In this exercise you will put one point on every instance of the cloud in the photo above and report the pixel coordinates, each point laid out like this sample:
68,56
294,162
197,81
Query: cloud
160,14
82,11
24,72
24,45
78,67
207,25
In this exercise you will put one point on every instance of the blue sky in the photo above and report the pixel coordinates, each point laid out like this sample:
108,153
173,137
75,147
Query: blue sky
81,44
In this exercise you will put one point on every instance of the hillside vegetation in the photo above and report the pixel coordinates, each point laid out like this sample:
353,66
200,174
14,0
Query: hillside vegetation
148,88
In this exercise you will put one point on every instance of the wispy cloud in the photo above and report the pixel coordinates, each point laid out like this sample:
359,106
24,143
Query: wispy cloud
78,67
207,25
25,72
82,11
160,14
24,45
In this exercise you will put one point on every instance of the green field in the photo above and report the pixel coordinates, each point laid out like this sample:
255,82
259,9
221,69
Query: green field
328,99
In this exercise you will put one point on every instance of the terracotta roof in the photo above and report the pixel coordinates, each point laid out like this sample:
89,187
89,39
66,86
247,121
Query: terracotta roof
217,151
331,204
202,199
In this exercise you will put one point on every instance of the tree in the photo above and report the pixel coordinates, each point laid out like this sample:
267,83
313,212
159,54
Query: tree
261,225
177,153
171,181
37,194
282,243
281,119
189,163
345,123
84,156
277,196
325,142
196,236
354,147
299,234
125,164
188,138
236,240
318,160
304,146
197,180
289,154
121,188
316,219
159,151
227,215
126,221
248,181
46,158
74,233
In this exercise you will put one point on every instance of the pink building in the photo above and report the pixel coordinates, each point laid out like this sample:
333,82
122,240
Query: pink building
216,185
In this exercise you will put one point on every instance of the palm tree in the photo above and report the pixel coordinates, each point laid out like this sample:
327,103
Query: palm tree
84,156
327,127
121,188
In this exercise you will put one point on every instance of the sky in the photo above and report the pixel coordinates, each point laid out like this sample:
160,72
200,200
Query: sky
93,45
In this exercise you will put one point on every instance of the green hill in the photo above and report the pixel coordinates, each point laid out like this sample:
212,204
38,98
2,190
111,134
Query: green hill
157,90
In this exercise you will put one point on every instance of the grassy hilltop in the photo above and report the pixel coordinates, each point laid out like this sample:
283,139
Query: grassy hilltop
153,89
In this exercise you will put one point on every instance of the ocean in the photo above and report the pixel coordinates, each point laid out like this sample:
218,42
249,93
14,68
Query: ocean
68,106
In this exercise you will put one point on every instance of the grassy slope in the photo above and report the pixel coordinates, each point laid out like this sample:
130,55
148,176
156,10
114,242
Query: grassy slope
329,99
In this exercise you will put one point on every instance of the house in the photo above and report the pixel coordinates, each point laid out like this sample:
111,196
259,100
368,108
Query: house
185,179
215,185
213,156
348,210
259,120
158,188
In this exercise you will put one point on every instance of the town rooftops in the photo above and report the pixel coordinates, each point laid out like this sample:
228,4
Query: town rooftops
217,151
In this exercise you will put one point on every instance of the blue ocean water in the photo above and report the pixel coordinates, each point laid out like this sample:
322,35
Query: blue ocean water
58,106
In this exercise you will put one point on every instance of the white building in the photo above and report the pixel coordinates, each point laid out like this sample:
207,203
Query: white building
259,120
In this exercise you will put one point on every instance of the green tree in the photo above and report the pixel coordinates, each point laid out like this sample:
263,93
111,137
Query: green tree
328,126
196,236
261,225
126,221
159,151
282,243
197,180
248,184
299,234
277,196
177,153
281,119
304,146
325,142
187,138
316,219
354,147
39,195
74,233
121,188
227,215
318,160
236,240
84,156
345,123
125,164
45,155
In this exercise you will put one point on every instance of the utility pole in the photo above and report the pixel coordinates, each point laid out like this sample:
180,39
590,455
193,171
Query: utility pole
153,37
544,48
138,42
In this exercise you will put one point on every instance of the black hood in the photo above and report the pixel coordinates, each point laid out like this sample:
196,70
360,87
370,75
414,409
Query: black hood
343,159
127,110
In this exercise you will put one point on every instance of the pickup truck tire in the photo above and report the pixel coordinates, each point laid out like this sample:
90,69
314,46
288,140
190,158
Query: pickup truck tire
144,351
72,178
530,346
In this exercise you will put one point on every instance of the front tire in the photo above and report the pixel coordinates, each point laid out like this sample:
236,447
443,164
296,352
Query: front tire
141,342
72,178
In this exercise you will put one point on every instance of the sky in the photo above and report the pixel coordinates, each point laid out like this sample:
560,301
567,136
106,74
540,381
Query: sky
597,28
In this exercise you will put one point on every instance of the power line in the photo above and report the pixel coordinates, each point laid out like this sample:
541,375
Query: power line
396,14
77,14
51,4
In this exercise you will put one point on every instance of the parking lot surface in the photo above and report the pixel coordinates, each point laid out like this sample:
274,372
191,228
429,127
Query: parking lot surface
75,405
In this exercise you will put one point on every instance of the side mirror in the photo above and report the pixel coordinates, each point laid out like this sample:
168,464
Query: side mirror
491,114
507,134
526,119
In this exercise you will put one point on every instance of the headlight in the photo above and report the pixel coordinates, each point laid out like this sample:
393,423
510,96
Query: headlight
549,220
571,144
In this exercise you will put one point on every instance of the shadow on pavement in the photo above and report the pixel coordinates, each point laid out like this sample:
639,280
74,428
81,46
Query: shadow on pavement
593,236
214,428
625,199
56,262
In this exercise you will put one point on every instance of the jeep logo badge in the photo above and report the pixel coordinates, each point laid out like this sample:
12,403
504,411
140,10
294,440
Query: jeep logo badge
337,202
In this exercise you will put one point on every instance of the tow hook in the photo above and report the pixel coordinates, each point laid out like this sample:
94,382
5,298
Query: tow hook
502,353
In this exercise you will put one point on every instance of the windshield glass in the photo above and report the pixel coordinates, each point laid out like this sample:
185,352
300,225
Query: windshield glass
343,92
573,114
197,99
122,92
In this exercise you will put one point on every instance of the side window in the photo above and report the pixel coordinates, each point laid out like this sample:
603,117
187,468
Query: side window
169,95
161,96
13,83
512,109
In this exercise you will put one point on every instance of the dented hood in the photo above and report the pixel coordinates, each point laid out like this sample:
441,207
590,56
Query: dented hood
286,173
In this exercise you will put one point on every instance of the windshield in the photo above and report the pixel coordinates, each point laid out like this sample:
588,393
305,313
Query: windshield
============
_Task goal_.
Every entry must come back exactly as written above.

_Answer box_.
In this exercise you will put one point on every instance of the cloud in the photo above and report the pixel coordinates, each point laid out like this sample:
68,56
294,162
197,81
Query: cloud
160,14
82,11
24,72
24,45
78,67
207,25
In this exercise you will put one point on every instance of the blue sky in the photo above and report the pixel coordinates, each point laid out like this sample:
108,153
173,137
75,147
Query: blue sky
81,44
In this exercise you will put one point on every instance of the hillside vegetation in the photo above and report the pixel coordinates, each point laid out like this sample:
353,66
200,174
14,0
Query: hillside vegetation
148,88
In this exercise you will put one point on every instance of the wispy cloud in the photo above and report the pixel coordinates, each point laid out like this sample:
359,106
24,143
Query: wispy cloud
78,67
207,25
25,72
82,11
160,14
24,45
In this exercise you will put one point on every instance of the green field in the photo above and report the pixel coordinates, each point laid out like this sample:
255,82
259,9
221,69
Query: green field
328,99
In this exercise you will put one point on every instance of the terracotta roof in the photo above and report the pixel coordinates, each point laid out like this sample:
89,187
89,39
66,86
247,121
Query: terracotta roof
217,151
331,204
202,199
In this exercise you will put one point on every instance of the tree in the photo above and report the pixel coordinates, each point laid out like this sample:
267,83
313,212
159,54
Query: tree
261,225
177,153
171,181
37,194
282,243
281,119
189,163
345,123
84,156
277,196
325,142
196,236
354,147
299,234
125,164
188,138
236,240
318,160
304,146
197,180
289,154
121,188
316,219
159,151
227,215
126,221
248,181
46,158
74,233
In this exercise you will put one point on every instance of the pink building in the photo above and report the pixel coordinates, each point laid out like this sample:
333,82
122,240
Query: pink building
216,185
In this exercise you will put one point on every instance of the palm tree in the photo above and report the pixel coordinates, each point laid out like this sample:
327,103
Query: palm tree
84,156
327,127
121,188
In this exercise you will put one point on every instance of the sky in the photo above and report the pixel coordinates, each point laid out like this sample:
160,72
200,200
Query: sky
93,45
In this exercise you will put one point on every instance of the green hill in the photo above and report the pixel coordinates, each point laid out like this sample:
212,204
38,98
2,190
111,134
Query: green hill
157,90
In this exercise you will put one point on every instance of the grassy hilltop in the photo above and report the pixel coordinates, each point laid out like this sample:
283,139
Query: grassy hilltop
153,89
In this exercise you will put one point on every instance of the ocean in the photo above and report the pixel coordinates, each point laid out like this sample:
218,42
249,93
14,68
Query: ocean
68,106
In this exercise you will put one point on every instance of the grassy slope in the photo above and report the pixel coordinates, each point laid out like this sample:
130,55
148,176
156,10
114,242
Query: grassy slope
329,99
In this exercise you will put one point on every instance of the house in the photo above and report the pixel coordinates, each point laid out like this sample:
111,196
259,100
368,108
Query: house
185,179
215,185
213,156
348,210
259,120
158,188
In this exercise you will put one point on every instance of the town rooftops in the photo above and report the pixel coordinates, each point laid out like this sample:
228,4
Query: town rooftops
217,151
In this exercise you will put one point on every instance of the blue ocean water in the photo above and report the pixel coordinates, each point laid out like this sample:
322,35
Query: blue ocean water
58,106
In this exercise you will put one point on every instance of the white building in the photo above and report the pixel coordinates, each point laid out like this sample:
207,203
Query: white building
259,120
In this exercise you will put one point on every instance of the green tree in the photo above and report the pixel coordinates, each point laid out like this sample:
263,93
111,137
Query: green tree
328,126
196,236
261,225
126,221
159,151
282,243
197,180
248,184
299,234
277,196
177,153
281,119
304,146
325,142
187,138
316,219
354,147
39,195
74,233
121,188
227,215
318,160
236,240
84,156
345,123
125,164
45,155
In this exercise you will put one point on every instance of the utility pole in the photo above and report the pixel coordinates, each point laid out like this sample:
180,39
590,455
193,171
Query: utility pole
153,37
544,48
138,42
In this exercise you will put one point on every instance of the black hood in the photo above and report the pixel coordinates, each point laid out like this sample:
196,70
360,87
370,75
414,409
Query: black hood
343,159
127,110
In this exercise you will put one point on every instance of the pickup truck tire in the photo above and report the pixel coordinates, each point laid out like this sample:
90,69
314,46
288,140
190,158
Query: pickup truck tire
144,351
72,178
530,346
In this exercise you will put one point on every instance of the front tire in the photo above and report the pixel coordinates, each point laid out like this sample:
236,447
443,164
296,352
Query: front tire
141,342
72,178
In this exercise you will put one point on every instance of the sky in the photo above and report the pixel coordinates, each point laid out like this sample:
560,301
567,136
106,74
540,381
Query: sky
597,28
In this exercise you will put one point on every instance of the power line in the photo above and report the pixel coordinates, each point laid out like this sample:
541,375
Query: power line
396,14
77,14
51,4
In this exercise you will put one point on every instance of the parking lot surface in the photo above and report the pixel coordinates, each point laid out like this sample:
274,372
191,228
429,127
Query: parking lot surface
75,405
In this exercise you will put one point on every instance of the side mirror in the photo above and report the pixel coordinates, each point laid out like this sample:
168,464
Query: side mirror
491,114
507,134
526,119
In this exercise you will put one point on every instance of the headlight in the photo above and report the pixel coordinates, each point laid out like this sample:
393,423
510,96
Query: headlight
549,220
571,144
In this exercise you will put one point on every instance of the shadow on pavement in the photo above and report the pixel coordinates, each point laid out like this sample:
639,280
74,428
81,46
Query: shadow on pavement
593,236
214,428
625,199
56,262
In this exercise you will put one point on every instance of the jeep logo badge in the photo above and report the pixel coordinates, each point laid out like this sample:
12,403
504,411
140,10
294,440
Query: jeep logo badge
337,202
In this exercise you will put one point on every instance of the tow hook in the photo above and report the pixel coordinates, each point laid out like this sample:
94,382
5,298
Query: tow hook
502,353
In this exercise you will put one point on every instance of the windshield glass in the photo above and report the pixel coordinates, each point laid out like this sample:
185,352
300,225
Query: windshield glass
343,92
573,114
197,99
122,92
In this exercise you will put one point on every instance of the side window in the photo above and report the pixel coordinates, each point laid out like this sample:
603,117
187,468
Query: side window
169,95
161,96
13,83
512,109
In this exercise you will put one point on every instance of the dented hood in the photo above and report the pixel coordinates, each point laid out like this sample:
441,207
590,56
Query: dented hood
286,173
In this exercise you will put one point on every instance of the windshield in the photo above and report the pixel coordinates, each point laid out like this sample:
588,393
305,313
Query: windshield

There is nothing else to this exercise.